→ **Stated problem**: Rewrite the part of the entries that opens with the line containing "the man's neck" and closes with the line containing "column 185, row 64", changing "innermost" to "central" and leaving everything else as is. Return only those lines.

→ **Provided material**:
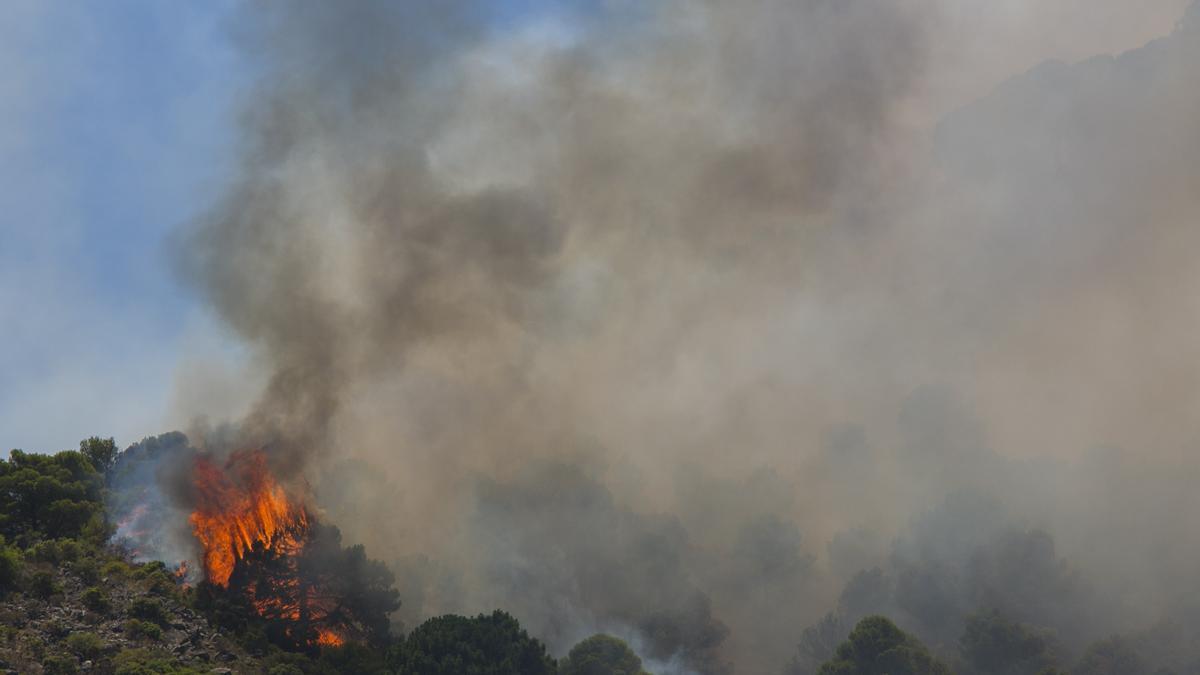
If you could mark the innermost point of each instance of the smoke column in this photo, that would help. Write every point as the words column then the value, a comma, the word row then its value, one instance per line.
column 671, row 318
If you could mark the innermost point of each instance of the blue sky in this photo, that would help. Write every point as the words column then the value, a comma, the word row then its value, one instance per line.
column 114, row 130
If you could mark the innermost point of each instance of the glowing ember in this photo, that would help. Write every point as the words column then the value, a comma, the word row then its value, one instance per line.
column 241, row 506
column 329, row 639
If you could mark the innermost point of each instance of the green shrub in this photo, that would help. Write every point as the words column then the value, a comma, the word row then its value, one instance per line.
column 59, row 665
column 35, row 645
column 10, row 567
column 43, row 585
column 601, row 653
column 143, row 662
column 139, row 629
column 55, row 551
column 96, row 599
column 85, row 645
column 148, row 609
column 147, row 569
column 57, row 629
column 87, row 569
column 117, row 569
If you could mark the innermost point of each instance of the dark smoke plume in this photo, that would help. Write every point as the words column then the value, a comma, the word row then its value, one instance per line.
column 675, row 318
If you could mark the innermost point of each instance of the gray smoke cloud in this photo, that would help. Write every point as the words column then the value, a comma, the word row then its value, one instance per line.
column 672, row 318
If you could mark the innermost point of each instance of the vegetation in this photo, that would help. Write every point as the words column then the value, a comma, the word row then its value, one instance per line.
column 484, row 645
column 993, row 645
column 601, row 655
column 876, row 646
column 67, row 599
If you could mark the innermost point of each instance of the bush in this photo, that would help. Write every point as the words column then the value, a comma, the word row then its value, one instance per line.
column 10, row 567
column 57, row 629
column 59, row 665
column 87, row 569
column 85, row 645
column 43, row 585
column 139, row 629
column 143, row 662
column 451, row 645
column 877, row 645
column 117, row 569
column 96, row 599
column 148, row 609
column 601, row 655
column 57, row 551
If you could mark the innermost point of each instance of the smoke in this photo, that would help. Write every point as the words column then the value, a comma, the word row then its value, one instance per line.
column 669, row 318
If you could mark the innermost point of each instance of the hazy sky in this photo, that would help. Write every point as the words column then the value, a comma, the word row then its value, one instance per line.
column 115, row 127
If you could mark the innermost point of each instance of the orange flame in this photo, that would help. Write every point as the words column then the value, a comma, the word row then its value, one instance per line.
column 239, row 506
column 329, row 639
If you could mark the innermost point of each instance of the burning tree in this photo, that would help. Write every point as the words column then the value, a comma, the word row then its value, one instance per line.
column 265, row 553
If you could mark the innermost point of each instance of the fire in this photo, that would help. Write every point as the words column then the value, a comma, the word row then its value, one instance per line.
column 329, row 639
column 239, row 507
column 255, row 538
==
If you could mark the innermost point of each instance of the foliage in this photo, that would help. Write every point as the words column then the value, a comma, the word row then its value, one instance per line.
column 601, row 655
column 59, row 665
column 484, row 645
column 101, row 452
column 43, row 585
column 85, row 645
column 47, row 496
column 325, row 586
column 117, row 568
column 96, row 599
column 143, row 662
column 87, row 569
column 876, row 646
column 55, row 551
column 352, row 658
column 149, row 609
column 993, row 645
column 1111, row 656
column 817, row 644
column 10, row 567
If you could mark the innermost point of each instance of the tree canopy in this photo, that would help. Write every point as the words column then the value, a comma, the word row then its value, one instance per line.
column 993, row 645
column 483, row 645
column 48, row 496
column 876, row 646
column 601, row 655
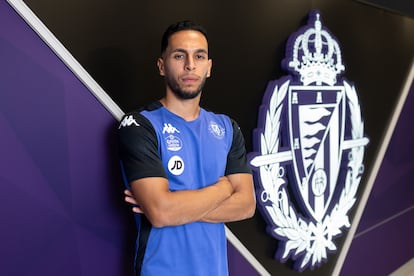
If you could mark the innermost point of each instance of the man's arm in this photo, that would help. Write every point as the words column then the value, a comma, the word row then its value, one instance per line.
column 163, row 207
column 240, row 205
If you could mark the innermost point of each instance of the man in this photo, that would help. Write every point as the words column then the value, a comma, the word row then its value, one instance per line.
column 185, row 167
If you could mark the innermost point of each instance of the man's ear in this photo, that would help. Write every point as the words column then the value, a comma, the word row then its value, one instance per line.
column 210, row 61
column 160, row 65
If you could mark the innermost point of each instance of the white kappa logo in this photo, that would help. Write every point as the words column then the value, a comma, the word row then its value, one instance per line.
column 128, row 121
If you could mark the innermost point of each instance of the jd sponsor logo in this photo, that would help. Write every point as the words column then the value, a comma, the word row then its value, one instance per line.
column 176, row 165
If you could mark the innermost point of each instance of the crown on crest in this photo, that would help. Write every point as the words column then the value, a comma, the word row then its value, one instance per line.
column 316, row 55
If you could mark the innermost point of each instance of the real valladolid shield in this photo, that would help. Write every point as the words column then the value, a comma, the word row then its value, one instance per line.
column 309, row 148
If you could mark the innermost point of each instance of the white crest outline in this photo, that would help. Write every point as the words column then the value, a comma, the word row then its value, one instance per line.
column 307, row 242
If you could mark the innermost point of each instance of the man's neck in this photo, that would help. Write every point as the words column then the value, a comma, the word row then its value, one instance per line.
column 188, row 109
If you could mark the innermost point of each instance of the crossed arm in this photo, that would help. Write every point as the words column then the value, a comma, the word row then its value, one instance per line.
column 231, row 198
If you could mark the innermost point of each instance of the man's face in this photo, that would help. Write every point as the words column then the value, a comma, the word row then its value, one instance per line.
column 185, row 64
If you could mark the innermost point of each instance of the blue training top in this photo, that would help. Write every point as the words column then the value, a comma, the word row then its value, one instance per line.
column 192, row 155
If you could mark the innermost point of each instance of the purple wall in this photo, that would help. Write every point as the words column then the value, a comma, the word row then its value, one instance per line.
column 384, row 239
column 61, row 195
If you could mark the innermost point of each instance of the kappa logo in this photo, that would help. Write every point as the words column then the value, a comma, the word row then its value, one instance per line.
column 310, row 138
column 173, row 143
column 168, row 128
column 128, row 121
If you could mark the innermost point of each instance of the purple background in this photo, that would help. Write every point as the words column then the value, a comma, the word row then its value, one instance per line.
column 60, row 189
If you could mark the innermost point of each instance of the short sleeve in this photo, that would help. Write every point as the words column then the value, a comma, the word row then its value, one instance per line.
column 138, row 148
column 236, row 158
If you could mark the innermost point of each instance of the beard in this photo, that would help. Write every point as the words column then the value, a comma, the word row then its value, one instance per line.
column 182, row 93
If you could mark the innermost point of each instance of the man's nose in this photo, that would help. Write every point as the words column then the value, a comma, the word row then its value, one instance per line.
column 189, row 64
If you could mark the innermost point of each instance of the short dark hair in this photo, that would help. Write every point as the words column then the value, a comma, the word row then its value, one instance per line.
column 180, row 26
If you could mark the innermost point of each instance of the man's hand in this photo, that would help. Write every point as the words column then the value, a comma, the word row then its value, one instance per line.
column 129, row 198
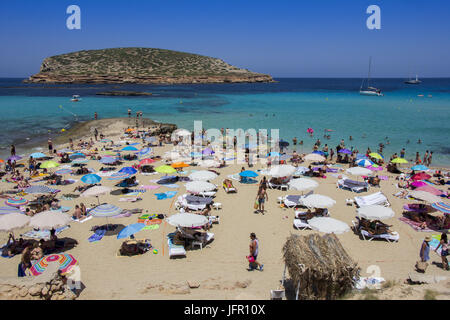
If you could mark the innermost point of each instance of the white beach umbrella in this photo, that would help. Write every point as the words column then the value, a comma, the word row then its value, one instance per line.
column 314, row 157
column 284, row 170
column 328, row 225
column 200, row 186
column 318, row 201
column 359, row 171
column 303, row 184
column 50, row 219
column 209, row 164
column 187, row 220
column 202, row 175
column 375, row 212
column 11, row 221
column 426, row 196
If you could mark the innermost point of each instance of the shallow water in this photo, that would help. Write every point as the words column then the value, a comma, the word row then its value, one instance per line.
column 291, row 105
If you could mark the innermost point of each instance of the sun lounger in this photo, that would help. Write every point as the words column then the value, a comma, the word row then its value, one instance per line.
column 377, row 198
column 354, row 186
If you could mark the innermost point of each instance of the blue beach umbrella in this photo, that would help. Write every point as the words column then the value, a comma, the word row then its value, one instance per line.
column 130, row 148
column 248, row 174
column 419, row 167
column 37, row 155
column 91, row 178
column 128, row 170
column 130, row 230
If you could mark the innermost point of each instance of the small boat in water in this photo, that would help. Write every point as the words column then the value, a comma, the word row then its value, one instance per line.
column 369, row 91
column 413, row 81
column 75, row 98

→ **Finished task**:
If you could mark the central point of each instance of the man's neck in this photo, that would help. Write every point as the words column then the value, a comma, the word row then its value, one instance per line.
column 188, row 109
If you could mark the central point of each instance of the crossed arm in this photo, that would help. Write every point as the words column then the value, a comma, the word row then its value, one instance per line.
column 231, row 198
If you could mark the central point of each instance of the man's face in this photo, that would help. Write every point as the words column then the value, a comma, the word row then its value, one instance per line.
column 185, row 64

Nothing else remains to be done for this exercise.